## [Short exercise a]
According to the passage on charging infrastructure, how many charging points had been installed in the Republic of Ireland by October 2012?

## [Passage]
⁂
Threat to Charging Infrastructures – Emergence of New Super-Efficient, Conventionally-Powered Compact Models
The global banking crisis of 2008/9 resulted in many governments transferring debt from the banking sector to the private sector. This has resulted in widespread cuts in public spending, including investment plans for charging infrastructures for electric vehicles, especially in Europe. As a result of the ongoing financial crisis, consumer demand for pure electric vehicles in certain European countries could potentially be dampened by the lack of charging points.
- The Republic of Ireland is one example of a recent slow-down in implementation. According to the government plan, some 1,500 charging points and 40 fast-chargers were to be in place by the end of 2011 – but by October 2012, some 860 charging points (around 57 percent of the plan) and 30 fast-chargers were installed. As one of the European governments under pressure to limit public spending, it is unlikely that further funds would be made available to complete the plan, especially when electric vehicle sales have not met expectations – at just 192 units since 2009. The cost to Electric Ireland in installing the current network has estimated to be around €3.9m (US$5m).
- Better Place has responded to the lack of demand for electric vehicles by curtailing its infrastructure operations in countries such as Australia and the US and concentrate efforts in Denmark and Israel.
- The only recent announcement to build new infrastructure has been from the UK government. However, such an investment is limited to covering 75 percent of the total cost of construction by private vehicle purchasers at their homes, local governments for use by apartment residents and at railway stations and government facilities.
⁂
## [Records to process]
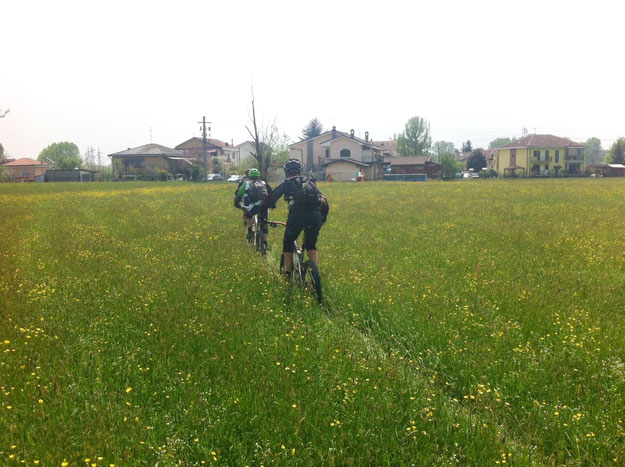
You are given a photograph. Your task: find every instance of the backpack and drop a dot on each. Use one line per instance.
(305, 193)
(257, 191)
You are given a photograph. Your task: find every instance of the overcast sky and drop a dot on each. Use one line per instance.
(103, 74)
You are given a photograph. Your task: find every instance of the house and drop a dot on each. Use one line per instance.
(491, 156)
(226, 153)
(151, 161)
(462, 158)
(74, 175)
(25, 169)
(411, 165)
(388, 147)
(344, 156)
(540, 155)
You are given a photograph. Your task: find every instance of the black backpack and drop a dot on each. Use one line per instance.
(257, 191)
(305, 193)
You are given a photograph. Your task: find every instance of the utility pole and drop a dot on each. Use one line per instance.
(203, 128)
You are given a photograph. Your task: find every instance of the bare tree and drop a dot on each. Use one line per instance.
(270, 146)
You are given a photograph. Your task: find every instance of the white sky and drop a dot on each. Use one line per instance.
(102, 74)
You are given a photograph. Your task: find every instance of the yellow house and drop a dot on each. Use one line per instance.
(344, 156)
(540, 155)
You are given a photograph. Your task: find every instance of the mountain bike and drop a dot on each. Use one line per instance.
(257, 238)
(304, 273)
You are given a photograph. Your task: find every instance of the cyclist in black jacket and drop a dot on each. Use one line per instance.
(308, 211)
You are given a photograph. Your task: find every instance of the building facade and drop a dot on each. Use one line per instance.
(540, 155)
(25, 169)
(151, 161)
(343, 156)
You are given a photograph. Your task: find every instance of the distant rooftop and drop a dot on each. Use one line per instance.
(541, 141)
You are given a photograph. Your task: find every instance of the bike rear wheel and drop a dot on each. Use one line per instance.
(311, 279)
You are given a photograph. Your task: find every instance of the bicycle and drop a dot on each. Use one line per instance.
(257, 239)
(305, 273)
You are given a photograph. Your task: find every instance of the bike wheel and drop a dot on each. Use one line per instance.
(311, 279)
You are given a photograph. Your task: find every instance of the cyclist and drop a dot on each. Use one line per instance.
(256, 191)
(308, 211)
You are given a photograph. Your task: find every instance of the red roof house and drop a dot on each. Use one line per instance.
(26, 169)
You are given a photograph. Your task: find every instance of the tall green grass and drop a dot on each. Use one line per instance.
(471, 322)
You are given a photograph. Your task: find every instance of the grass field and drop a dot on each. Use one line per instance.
(476, 322)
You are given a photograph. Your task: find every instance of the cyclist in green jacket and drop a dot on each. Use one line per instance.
(256, 191)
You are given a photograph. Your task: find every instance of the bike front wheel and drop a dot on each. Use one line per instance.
(311, 279)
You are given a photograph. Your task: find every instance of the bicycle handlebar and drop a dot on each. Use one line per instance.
(274, 223)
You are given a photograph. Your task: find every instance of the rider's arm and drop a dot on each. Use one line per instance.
(274, 195)
(241, 191)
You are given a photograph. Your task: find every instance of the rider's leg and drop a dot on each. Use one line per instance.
(312, 255)
(288, 261)
(264, 228)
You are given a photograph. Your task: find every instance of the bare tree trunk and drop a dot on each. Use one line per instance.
(263, 160)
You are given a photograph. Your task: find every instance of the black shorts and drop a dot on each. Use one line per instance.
(309, 222)
(256, 210)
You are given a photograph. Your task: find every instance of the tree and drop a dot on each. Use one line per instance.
(415, 139)
(594, 153)
(498, 142)
(62, 156)
(314, 128)
(616, 154)
(272, 148)
(449, 166)
(467, 147)
(441, 147)
(476, 160)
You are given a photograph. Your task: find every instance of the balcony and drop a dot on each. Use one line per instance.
(574, 158)
(542, 160)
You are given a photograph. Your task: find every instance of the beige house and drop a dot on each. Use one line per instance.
(226, 153)
(344, 156)
(25, 169)
(150, 161)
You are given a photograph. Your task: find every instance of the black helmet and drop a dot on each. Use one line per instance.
(293, 165)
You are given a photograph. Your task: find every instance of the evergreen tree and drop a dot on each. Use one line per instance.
(314, 128)
(467, 147)
(415, 139)
(62, 156)
(616, 155)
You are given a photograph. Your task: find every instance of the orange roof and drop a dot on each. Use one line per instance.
(541, 141)
(25, 162)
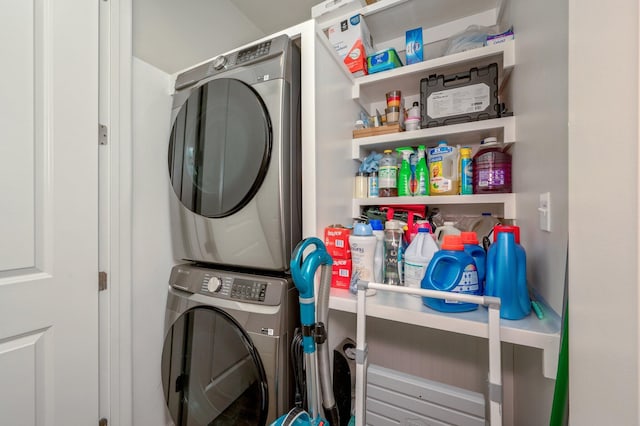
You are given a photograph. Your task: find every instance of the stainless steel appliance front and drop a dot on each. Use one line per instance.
(234, 158)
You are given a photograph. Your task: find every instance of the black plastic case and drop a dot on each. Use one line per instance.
(459, 98)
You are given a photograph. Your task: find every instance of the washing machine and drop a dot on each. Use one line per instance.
(234, 158)
(225, 359)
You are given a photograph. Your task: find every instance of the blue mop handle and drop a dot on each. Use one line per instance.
(303, 273)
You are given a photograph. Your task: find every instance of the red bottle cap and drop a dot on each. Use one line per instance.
(452, 242)
(515, 230)
(469, 237)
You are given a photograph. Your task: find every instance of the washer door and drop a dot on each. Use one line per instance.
(220, 148)
(211, 372)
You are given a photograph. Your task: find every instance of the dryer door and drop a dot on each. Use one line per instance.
(211, 372)
(220, 148)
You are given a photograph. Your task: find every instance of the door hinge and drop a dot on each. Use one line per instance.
(102, 281)
(103, 134)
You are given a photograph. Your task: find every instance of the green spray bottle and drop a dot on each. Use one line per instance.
(422, 173)
(404, 174)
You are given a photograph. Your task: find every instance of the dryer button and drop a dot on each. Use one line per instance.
(214, 284)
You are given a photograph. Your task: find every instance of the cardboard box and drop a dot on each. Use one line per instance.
(341, 273)
(414, 47)
(336, 239)
(353, 43)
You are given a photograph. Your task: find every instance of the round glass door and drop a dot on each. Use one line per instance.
(211, 372)
(219, 148)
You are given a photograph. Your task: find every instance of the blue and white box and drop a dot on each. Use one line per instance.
(414, 48)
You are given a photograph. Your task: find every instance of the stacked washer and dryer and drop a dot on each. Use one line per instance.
(234, 167)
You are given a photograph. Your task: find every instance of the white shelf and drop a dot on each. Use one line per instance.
(471, 133)
(507, 201)
(530, 331)
(407, 78)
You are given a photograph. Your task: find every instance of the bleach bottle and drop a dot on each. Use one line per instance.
(471, 246)
(507, 273)
(451, 269)
(417, 257)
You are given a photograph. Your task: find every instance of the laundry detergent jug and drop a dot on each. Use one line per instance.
(451, 269)
(507, 273)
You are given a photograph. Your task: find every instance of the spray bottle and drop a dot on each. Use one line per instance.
(404, 174)
(422, 173)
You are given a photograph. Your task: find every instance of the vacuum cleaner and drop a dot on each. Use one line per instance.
(314, 335)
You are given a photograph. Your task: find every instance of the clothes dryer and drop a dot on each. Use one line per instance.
(234, 158)
(225, 359)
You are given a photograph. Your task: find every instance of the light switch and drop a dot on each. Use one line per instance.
(544, 212)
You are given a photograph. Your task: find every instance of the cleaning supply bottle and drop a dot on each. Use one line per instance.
(422, 173)
(393, 252)
(363, 246)
(448, 228)
(451, 269)
(378, 257)
(388, 175)
(443, 169)
(471, 246)
(417, 257)
(507, 273)
(466, 171)
(404, 174)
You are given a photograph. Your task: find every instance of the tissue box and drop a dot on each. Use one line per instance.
(336, 239)
(414, 46)
(341, 273)
(352, 41)
(382, 61)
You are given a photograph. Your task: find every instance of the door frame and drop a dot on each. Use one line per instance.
(115, 212)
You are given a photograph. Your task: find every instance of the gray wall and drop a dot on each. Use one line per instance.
(172, 35)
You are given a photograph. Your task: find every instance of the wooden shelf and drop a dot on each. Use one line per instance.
(407, 78)
(471, 133)
(530, 331)
(506, 201)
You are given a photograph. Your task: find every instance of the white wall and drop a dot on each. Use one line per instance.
(151, 251)
(174, 35)
(603, 266)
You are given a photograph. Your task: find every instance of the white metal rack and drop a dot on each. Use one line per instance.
(491, 329)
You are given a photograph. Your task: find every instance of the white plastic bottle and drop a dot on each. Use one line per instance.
(417, 257)
(363, 246)
(447, 229)
(378, 257)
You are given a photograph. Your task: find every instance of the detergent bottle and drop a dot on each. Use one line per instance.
(417, 257)
(448, 228)
(471, 246)
(393, 252)
(451, 269)
(378, 257)
(507, 273)
(422, 173)
(404, 173)
(443, 170)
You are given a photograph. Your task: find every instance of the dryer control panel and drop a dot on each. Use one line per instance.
(241, 287)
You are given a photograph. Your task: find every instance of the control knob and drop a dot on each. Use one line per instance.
(219, 62)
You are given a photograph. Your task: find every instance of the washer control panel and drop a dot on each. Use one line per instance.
(229, 285)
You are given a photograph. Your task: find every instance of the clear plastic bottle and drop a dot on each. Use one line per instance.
(393, 252)
(422, 173)
(388, 175)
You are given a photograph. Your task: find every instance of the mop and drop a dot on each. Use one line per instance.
(313, 334)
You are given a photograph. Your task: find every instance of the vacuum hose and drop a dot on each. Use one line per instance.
(324, 370)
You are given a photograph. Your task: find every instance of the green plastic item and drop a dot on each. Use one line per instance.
(422, 173)
(404, 174)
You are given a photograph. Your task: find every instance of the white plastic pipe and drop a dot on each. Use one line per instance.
(495, 373)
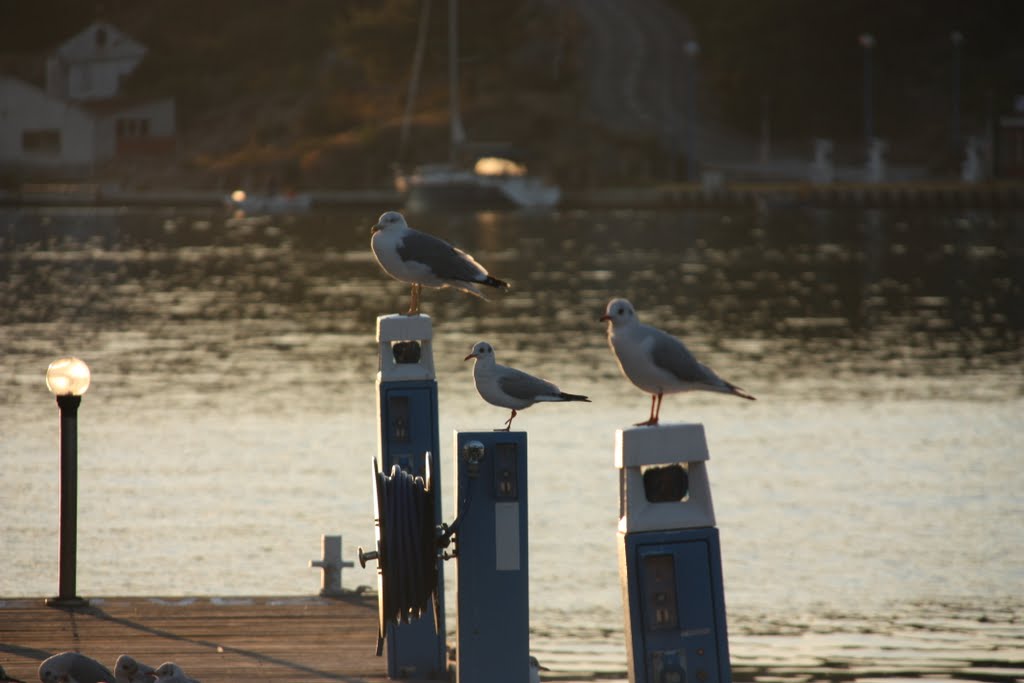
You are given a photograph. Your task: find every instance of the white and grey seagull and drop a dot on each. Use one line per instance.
(655, 361)
(423, 260)
(73, 667)
(171, 673)
(129, 670)
(511, 388)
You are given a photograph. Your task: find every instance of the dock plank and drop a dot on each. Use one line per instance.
(293, 639)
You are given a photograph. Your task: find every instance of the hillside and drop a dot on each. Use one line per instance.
(311, 92)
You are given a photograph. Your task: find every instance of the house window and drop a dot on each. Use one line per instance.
(132, 128)
(42, 141)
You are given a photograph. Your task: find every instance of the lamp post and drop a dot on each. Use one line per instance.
(68, 379)
(956, 38)
(692, 49)
(867, 42)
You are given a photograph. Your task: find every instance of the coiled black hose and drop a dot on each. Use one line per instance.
(409, 558)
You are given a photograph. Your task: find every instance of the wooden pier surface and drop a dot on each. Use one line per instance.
(287, 639)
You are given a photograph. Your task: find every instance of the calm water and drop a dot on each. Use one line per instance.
(869, 502)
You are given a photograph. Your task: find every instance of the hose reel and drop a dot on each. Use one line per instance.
(406, 530)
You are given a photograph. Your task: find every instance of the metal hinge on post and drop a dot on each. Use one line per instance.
(332, 565)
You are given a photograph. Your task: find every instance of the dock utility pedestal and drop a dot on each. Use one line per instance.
(493, 582)
(407, 420)
(670, 561)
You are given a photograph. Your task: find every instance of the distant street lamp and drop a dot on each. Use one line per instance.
(692, 49)
(68, 379)
(867, 42)
(956, 38)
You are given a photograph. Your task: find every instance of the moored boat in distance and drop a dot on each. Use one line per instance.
(494, 182)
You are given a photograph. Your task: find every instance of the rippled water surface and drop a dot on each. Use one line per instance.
(869, 502)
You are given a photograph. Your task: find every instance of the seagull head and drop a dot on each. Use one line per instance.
(167, 670)
(619, 311)
(389, 219)
(125, 666)
(481, 351)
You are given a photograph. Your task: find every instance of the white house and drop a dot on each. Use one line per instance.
(81, 119)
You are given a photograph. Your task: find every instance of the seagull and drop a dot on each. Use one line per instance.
(171, 673)
(127, 670)
(508, 387)
(74, 667)
(656, 361)
(423, 260)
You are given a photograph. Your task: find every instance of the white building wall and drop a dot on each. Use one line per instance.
(97, 80)
(26, 108)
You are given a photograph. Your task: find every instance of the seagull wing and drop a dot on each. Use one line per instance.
(523, 386)
(444, 260)
(672, 355)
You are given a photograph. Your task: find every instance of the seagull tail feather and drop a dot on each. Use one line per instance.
(494, 282)
(736, 391)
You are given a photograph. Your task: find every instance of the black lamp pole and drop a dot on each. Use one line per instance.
(69, 503)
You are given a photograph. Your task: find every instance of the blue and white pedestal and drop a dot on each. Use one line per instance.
(670, 561)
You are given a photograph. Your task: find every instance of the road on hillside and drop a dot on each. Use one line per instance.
(636, 67)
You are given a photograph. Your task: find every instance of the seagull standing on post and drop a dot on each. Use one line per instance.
(423, 260)
(655, 361)
(76, 667)
(511, 388)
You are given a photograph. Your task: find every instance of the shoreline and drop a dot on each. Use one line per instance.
(762, 196)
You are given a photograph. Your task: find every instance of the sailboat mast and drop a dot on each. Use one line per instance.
(414, 80)
(458, 135)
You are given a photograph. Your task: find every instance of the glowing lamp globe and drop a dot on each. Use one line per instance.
(68, 376)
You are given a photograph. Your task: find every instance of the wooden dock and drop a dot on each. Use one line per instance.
(286, 639)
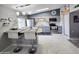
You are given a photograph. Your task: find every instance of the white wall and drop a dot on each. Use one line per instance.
(6, 13)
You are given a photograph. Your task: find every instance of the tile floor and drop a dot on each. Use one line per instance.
(52, 44)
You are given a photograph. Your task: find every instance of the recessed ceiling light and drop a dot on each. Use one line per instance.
(17, 13)
(25, 5)
(23, 13)
(29, 12)
(44, 9)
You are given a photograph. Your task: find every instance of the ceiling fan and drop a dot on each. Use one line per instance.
(25, 5)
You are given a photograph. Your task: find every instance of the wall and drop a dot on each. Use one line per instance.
(65, 22)
(74, 27)
(5, 13)
(46, 15)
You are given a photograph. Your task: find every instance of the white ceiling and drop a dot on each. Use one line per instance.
(33, 7)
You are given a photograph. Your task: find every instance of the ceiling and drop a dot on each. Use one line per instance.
(32, 8)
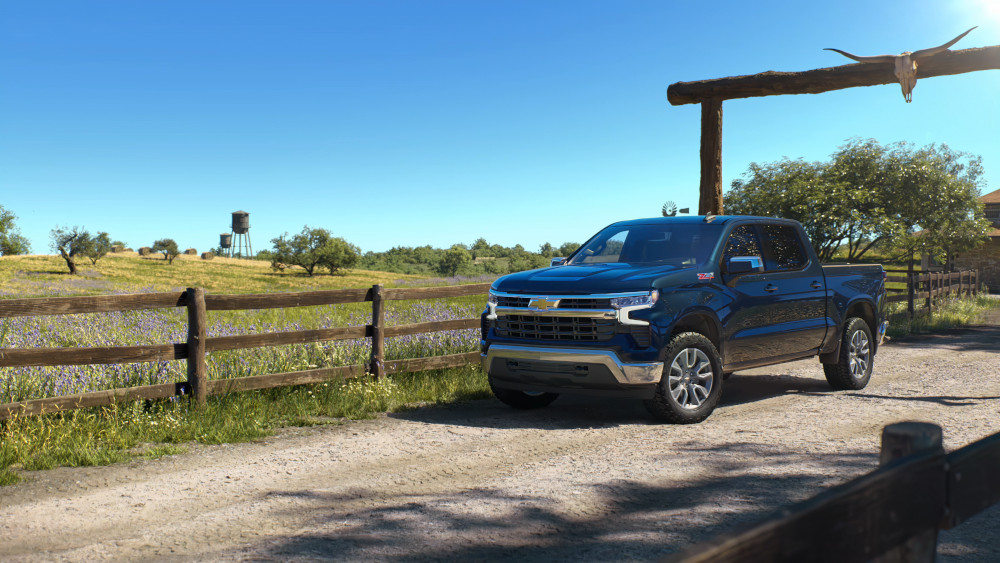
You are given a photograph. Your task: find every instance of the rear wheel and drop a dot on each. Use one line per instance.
(691, 383)
(523, 399)
(853, 369)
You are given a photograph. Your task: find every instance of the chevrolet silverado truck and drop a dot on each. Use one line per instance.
(665, 309)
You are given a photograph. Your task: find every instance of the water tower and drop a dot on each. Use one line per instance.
(241, 228)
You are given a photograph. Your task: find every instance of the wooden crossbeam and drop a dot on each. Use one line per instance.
(711, 93)
(820, 80)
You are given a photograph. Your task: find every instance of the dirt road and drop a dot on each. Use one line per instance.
(585, 479)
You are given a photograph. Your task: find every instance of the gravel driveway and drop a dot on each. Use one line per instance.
(585, 479)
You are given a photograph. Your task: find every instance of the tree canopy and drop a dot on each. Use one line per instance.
(11, 241)
(895, 196)
(313, 248)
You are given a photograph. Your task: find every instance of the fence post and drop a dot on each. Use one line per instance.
(900, 440)
(197, 370)
(911, 291)
(376, 366)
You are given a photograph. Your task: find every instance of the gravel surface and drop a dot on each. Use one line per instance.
(585, 479)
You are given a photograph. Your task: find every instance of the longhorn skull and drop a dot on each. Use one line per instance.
(906, 63)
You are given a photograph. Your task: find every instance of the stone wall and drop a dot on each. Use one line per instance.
(987, 260)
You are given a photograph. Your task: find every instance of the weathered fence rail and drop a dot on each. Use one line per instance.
(198, 344)
(925, 287)
(891, 514)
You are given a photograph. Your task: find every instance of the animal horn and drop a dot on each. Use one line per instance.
(935, 50)
(874, 59)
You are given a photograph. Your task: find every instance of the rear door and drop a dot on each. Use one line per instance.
(780, 312)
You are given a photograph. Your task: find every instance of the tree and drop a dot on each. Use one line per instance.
(454, 260)
(868, 195)
(168, 247)
(11, 241)
(97, 247)
(70, 243)
(313, 248)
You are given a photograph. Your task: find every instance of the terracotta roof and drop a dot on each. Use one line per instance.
(992, 197)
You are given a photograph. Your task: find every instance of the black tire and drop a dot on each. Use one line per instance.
(853, 369)
(691, 383)
(521, 399)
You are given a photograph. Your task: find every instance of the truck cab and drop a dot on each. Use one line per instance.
(663, 309)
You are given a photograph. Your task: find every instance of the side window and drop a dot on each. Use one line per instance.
(742, 242)
(785, 248)
(611, 250)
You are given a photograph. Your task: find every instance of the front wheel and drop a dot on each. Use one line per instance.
(853, 369)
(691, 383)
(523, 399)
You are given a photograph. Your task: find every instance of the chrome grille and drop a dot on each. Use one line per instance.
(537, 327)
(564, 303)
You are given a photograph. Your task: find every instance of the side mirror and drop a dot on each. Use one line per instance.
(744, 265)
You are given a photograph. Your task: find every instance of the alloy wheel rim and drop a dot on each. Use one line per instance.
(859, 354)
(691, 378)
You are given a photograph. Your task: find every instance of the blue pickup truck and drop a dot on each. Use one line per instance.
(665, 309)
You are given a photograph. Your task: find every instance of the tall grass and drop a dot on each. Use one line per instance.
(126, 430)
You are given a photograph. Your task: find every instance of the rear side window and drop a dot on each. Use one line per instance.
(784, 246)
(742, 242)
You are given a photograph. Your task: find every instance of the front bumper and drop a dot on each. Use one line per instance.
(570, 364)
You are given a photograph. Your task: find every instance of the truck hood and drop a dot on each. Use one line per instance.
(583, 279)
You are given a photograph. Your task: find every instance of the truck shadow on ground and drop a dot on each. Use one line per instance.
(618, 520)
(584, 411)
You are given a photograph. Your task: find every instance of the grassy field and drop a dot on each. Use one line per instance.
(144, 429)
(150, 429)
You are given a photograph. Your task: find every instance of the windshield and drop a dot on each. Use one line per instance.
(678, 244)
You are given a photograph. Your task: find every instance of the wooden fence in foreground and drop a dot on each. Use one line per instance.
(891, 514)
(198, 344)
(925, 287)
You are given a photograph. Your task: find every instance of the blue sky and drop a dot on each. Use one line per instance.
(404, 123)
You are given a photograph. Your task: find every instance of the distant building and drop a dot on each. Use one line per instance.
(986, 258)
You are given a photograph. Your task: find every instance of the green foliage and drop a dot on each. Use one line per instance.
(11, 241)
(313, 248)
(870, 195)
(454, 259)
(168, 247)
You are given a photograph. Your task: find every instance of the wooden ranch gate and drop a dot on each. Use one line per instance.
(198, 344)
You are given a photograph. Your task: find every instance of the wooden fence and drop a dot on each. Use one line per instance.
(925, 287)
(891, 514)
(198, 344)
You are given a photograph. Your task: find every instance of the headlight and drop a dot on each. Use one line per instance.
(635, 300)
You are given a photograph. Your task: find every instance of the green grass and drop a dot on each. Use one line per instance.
(948, 313)
(105, 435)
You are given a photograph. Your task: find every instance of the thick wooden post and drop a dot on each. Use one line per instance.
(377, 366)
(900, 440)
(711, 157)
(911, 292)
(197, 321)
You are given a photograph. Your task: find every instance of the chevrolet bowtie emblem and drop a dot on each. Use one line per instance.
(543, 304)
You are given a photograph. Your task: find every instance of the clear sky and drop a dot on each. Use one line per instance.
(404, 123)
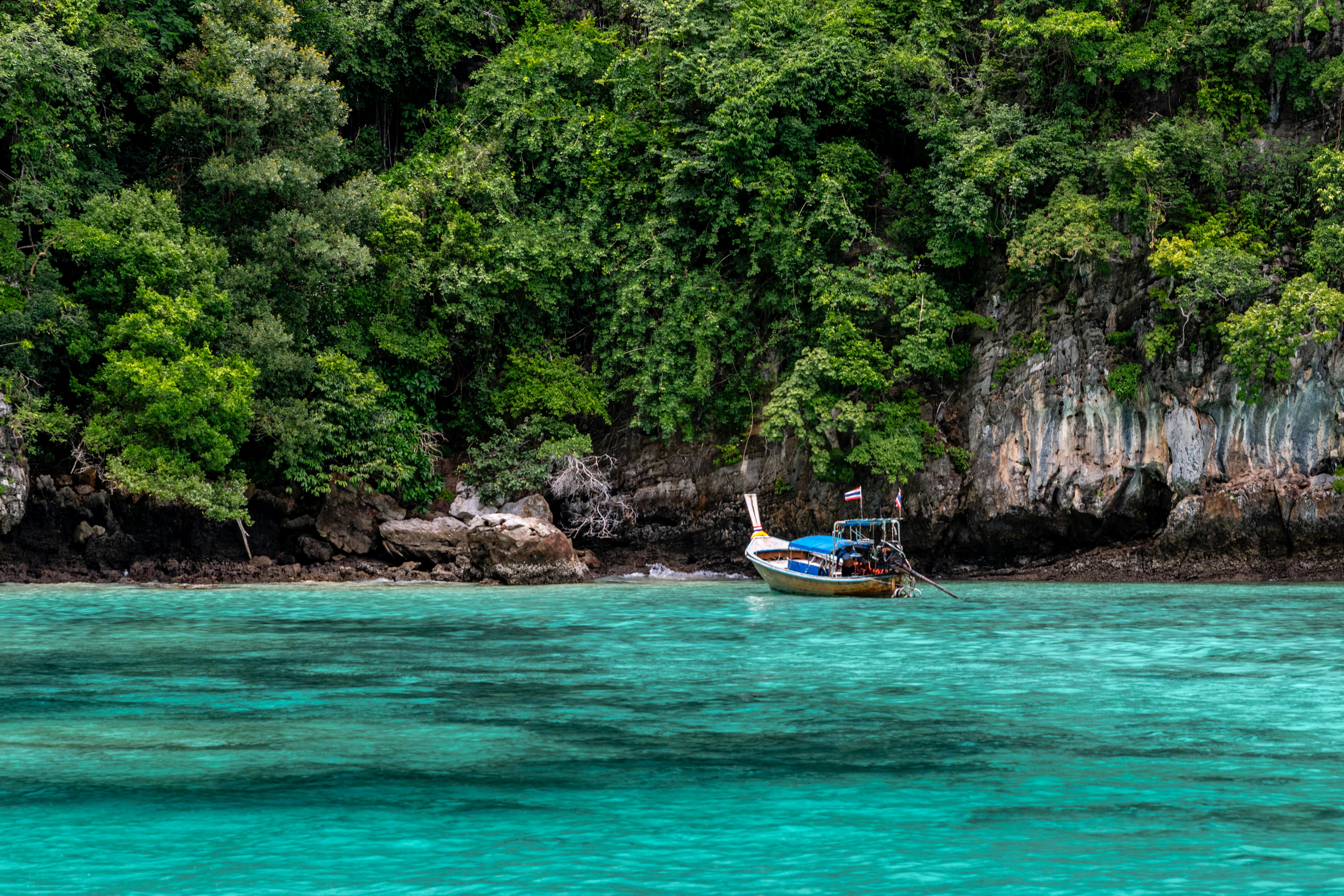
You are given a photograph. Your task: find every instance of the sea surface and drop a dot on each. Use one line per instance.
(658, 737)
⁂
## [Short exercise b]
Show every line of the records that contains the word "road".

## [Reply a]
Some 860 charging points.

## [Reply b]
You are given a photograph. Your task: find every instance of the road on hillside and drop a dot on each. Use one line per instance.
You are given a photograph. Your task: find every instance of the dirt road and drop a dot on each. Use one line per instance.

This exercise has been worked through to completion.